- [YOUR TASK] Write every record out again exactly as given.

----- ITEMS

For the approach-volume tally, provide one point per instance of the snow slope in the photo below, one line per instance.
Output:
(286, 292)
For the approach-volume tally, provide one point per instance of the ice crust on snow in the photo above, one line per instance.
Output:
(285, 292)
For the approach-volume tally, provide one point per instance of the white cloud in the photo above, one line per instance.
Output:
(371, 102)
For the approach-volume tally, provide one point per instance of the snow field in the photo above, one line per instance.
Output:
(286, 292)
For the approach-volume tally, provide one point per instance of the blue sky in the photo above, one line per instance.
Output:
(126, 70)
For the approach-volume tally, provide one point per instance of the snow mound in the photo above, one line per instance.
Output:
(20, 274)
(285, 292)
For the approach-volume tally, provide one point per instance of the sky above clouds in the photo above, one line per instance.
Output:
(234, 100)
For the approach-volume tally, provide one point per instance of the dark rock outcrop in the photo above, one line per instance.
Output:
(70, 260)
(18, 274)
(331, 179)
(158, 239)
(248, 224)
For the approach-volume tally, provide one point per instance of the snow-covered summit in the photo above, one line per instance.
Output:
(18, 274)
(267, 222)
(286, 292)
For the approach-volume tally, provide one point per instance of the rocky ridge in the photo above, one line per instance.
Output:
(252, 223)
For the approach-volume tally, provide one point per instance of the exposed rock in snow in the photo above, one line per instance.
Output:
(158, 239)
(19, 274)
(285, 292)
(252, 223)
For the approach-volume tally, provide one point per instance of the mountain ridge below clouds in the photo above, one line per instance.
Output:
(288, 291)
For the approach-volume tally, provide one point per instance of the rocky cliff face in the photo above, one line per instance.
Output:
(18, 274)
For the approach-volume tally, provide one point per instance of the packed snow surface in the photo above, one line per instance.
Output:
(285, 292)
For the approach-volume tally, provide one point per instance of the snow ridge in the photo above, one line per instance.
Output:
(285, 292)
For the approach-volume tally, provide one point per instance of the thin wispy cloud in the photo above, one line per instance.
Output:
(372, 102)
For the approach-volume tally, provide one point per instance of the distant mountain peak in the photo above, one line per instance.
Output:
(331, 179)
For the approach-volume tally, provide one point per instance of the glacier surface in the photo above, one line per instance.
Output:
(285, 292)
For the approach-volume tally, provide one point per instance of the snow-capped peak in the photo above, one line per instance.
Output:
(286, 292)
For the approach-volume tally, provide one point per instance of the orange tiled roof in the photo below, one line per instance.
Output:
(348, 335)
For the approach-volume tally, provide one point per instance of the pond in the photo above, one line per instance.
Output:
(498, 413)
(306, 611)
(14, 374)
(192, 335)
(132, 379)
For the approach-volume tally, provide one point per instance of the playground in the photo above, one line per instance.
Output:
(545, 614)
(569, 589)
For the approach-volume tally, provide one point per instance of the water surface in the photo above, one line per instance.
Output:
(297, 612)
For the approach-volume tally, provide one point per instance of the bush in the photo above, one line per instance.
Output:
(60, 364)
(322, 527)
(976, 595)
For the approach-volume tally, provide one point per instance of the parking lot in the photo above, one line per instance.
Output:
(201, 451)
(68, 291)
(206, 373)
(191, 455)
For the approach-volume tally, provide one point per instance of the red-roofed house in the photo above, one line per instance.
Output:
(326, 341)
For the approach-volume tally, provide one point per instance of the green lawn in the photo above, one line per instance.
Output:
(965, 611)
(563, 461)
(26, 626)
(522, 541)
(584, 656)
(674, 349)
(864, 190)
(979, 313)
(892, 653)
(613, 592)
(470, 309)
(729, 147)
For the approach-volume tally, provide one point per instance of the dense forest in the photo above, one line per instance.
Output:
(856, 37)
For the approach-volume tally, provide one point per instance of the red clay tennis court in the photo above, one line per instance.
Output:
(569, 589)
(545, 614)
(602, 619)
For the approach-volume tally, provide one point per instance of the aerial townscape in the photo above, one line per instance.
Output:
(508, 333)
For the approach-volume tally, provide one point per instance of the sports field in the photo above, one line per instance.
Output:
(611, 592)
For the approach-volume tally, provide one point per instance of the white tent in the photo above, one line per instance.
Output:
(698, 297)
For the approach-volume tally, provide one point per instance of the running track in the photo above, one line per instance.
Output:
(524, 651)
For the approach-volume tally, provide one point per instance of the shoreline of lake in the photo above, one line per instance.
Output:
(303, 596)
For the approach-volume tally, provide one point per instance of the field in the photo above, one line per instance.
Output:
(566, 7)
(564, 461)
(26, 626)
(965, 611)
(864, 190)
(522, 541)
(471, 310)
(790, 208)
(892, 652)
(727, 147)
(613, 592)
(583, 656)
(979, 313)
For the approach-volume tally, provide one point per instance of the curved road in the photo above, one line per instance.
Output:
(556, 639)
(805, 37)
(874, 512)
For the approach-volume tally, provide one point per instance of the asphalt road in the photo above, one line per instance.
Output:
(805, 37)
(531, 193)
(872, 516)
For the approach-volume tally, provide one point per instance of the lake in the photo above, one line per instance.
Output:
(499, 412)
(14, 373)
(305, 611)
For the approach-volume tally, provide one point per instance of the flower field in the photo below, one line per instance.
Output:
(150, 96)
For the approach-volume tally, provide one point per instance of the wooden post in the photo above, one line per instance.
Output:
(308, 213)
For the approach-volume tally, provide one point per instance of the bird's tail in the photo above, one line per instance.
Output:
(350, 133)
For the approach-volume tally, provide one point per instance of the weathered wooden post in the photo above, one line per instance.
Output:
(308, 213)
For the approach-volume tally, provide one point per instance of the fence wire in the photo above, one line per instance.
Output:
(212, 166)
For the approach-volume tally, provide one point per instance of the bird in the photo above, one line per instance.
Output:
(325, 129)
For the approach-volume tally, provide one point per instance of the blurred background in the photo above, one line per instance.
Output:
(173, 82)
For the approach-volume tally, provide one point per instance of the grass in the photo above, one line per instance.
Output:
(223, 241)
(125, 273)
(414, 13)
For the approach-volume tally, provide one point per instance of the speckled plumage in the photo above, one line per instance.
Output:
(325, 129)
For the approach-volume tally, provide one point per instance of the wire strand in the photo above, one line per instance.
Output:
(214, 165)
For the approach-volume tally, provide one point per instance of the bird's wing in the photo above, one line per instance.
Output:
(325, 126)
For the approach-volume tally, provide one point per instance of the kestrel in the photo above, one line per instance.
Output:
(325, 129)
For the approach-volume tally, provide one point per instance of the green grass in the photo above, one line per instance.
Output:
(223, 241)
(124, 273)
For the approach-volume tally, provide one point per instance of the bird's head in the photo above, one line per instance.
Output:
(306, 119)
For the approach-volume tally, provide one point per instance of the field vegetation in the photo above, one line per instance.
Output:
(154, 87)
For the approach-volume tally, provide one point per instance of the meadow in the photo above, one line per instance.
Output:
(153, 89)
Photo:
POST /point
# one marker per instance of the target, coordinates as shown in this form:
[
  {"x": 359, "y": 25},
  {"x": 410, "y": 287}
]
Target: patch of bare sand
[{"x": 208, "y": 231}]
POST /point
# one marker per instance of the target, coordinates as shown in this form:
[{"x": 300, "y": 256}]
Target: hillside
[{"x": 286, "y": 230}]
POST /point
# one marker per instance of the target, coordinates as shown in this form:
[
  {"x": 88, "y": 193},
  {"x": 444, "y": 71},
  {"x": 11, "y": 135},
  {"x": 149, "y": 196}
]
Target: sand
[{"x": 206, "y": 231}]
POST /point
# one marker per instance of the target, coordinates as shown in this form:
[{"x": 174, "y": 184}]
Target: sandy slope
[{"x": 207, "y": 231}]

----------

- [WRITTEN ANSWER]
For the approach-volume tally, provide one point per instance of the snow slope in the photo below, one line per instance.
Output:
(286, 292)
For the approach-volume tally, provide one point per instance of the ice crust on snow in the photo above, one line per instance.
Output:
(285, 292)
For the approach-volume tally, provide one point per instance of the white cloud in the photo above, one line per instance.
Output:
(371, 102)
For the approach-volume tally, provide one point per instance of the snow field in the photo above, one line per instance.
Output:
(286, 292)
For the approach-volume tally, provide one point per instance of the blue sky in the photo above, one line per instance.
Output:
(126, 70)
For the approach-volume tally, provide one point per instance of the snow mound in the photo above, one line per instance.
Output:
(20, 274)
(285, 292)
For the approach-volume tally, provide one point per instance of the sky above clouds in the photo above, one line per instance.
Output:
(234, 100)
For the approach-volume tally, provide one point per instance of the dark rock outcrop in the photo above, one line per instance.
Output:
(70, 260)
(18, 274)
(331, 179)
(158, 239)
(248, 224)
For the approach-volume tally, provide one point per instance of the snow-covered summit in the photo above, one line per instance.
Output:
(18, 274)
(267, 222)
(286, 292)
For the approach-volume tally, provide one point per instance of the rocky ridge in the photo above, one line per instance.
Output:
(252, 223)
For the approach-volume tally, provide one point per instance of the exposed rock in snow in the photo above, one line per instance.
Output:
(158, 239)
(19, 274)
(285, 292)
(252, 223)
For the approach-volume tally, provide one point per instance of the mountain ridge below clouds in the photo above, one line per instance.
Output:
(288, 291)
For the approach-volume tally, provide one point per instance of the rocky cliff face in the photo above, one line per instance.
Output:
(18, 274)
For the approach-volume tally, provide one point per instance of the packed snow surface in the photo above, one line per instance.
Output:
(285, 292)
For the approach-volume tally, provide one point per instance of the snow ridge in the photo above, one line per instance.
Output:
(285, 292)
For the approach-volume tally, provide one point per instance of the thin wispy cloud in the photo above, one line per instance.
Output:
(372, 102)
For the approach-volume tally, provide one point per instance of the distant mountain peak in the photo above, one line per instance.
Output:
(331, 179)
For the approach-volume tally, provide one point per instance of the glacier surface in the photo above, one line per instance.
Output:
(285, 292)
For the approach-volume tally, provide one point per instance of the snow-capped peak in the photo above, one line per instance.
Output:
(286, 292)
For the approach-volume tally, provide one point per instance of the orange tiled roof in the photo below, one line per instance.
Output:
(348, 335)
For the approach-volume tally, provide one point per instance of the pond in the photo above, one line per instance.
Output:
(498, 413)
(306, 611)
(14, 374)
(192, 335)
(132, 379)
For the approach-volume tally, provide one point per instance of the playground in the photo above, one line per instance.
Output:
(545, 614)
(569, 589)
For the approach-volume tally, provide one point per instance of the water surface in the photo above, one line per instance.
Output:
(297, 612)
For the approach-volume tally, provide one point per instance of the bush in the photo above, one line per instance.
Output:
(60, 364)
(322, 527)
(976, 595)
For the approach-volume tally, provide one point per instance of the parking lot in the photo above, one line per instance.
Output:
(201, 451)
(68, 291)
(206, 373)
(191, 455)
For the approach-volume tally, provide one point per instance of the red-roofed house in the photo above, one line per instance.
Output:
(326, 341)
For the approach-volume tally, provide one point per instance of the green lawn in the photo above, one line per instance.
Output:
(965, 611)
(563, 461)
(26, 626)
(522, 541)
(584, 656)
(674, 349)
(864, 190)
(979, 313)
(892, 653)
(613, 592)
(470, 309)
(729, 147)
For the approach-volume tally, provide one point per instance of the dense forest in the photo above, one line per instance.
Output:
(856, 37)
For the approach-volume tally, provide one point per instance of the red clay tennis court in the photo above, one line per instance.
Output:
(569, 589)
(545, 614)
(602, 619)
For the approach-volume tally, provide one point per instance of the aerial townscape in the photo above, one line per instance.
Output:
(508, 333)
For the approach-volume tally, provide one point per instance of the sports field in the photo above, one line per instance.
Output:
(611, 592)
For the approach-volume tally, provide one point per instance of the white tent in the photo above, one line per instance.
Output:
(698, 297)
For the approach-volume tally, provide one point per instance of the running track in the photo above, one line per instance.
Output:
(524, 651)
For the approach-volume tally, provide one point per instance of the shoreline of lake in the photo above, one line per instance.
Output:
(303, 596)
For the approach-volume tally, provide one point per instance of the field in the photo above, one line per instance.
Output:
(566, 7)
(564, 461)
(26, 626)
(965, 611)
(864, 190)
(522, 541)
(471, 310)
(790, 208)
(892, 652)
(727, 147)
(613, 592)
(583, 656)
(979, 313)
For the approach-volume tally, provide one point per instance of the curved road in the photo above, one line per instance.
Output:
(556, 639)
(805, 37)
(874, 512)
For the approach-volume tally, provide one point per instance of the asphalt road in the photo above, one line per instance.
Output:
(805, 37)
(531, 193)
(872, 516)
For the approach-volume tally, provide one point per instance of the lake in the photo above, one line per instance.
Output:
(499, 412)
(14, 373)
(305, 611)
For the approach-volume tally, provide one point per instance of the flower field in the photo below, one line per instance.
Output:
(150, 96)
For the approach-volume tally, provide one point per instance of the wooden post in the photo above, one line per instance.
Output:
(308, 213)
For the approach-volume tally, provide one point per instance of the bird's tail in the photo above, one line per instance.
Output:
(350, 133)
For the approach-volume tally, provide one point per instance of the weathered wooden post in the photo above, one line per instance.
Output:
(308, 213)
For the approach-volume tally, provide one point per instance of the fence wire in the photo above, one line per instance.
Output:
(212, 166)
For the approach-volume tally, provide one point per instance of the bird in the photo above, one line per instance.
Output:
(325, 129)
For the approach-volume tally, provide one point per instance of the blurred background in the photo above, one line per instance.
Output:
(173, 82)
For the approach-volume tally, provide one point per instance of the grass in the photo above, one line per instance.
Output:
(223, 241)
(125, 273)
(414, 13)
For the approach-volume tally, provide one point per instance of the speckled plumage in the photo above, one line per instance.
Output:
(325, 129)
For the approach-volume tally, provide one point per instance of the wire strand in the photo above, one line per instance.
Output:
(214, 165)
For the approach-volume tally, provide one point per instance of the bird's wing in the photo above, one line per instance.
Output:
(325, 126)
For the approach-volume tally, provide one point per instance of the kestrel in the photo above, one line per instance.
Output:
(325, 129)
For the approach-volume tally, provide one point per instance of the green grass in the photo above, one line per instance.
Output:
(223, 241)
(124, 273)
For the approach-volume tally, provide one point per instance of the bird's head in the photo above, one line per instance.
Output:
(306, 119)
For the approach-volume tally, provide one point per instance of the field vegetation in the photo above, one line per instance.
Output:
(154, 87)
For the approach-volume tally, provide one point per instance of the meadow in the photo above, one line per instance.
Output:
(153, 89)
Photo:
POST /point
# one marker per instance of the target, coordinates as shown in this form:
[
  {"x": 359, "y": 25},
  {"x": 410, "y": 287}
]
Target: patch of bare sand
[{"x": 208, "y": 231}]
POST /point
# one marker per instance of the target, coordinates as shown in this form:
[{"x": 300, "y": 256}]
Target: hillside
[{"x": 286, "y": 230}]
POST /point
# one marker per instance of the target, coordinates as shown in this form:
[
  {"x": 88, "y": 193},
  {"x": 444, "y": 71},
  {"x": 11, "y": 135},
  {"x": 149, "y": 196}
]
Target: sand
[{"x": 206, "y": 231}]
POST /point
# one marker per instance of the target, coordinates as shown in this form:
[{"x": 174, "y": 184}]
Target: sandy slope
[{"x": 207, "y": 231}]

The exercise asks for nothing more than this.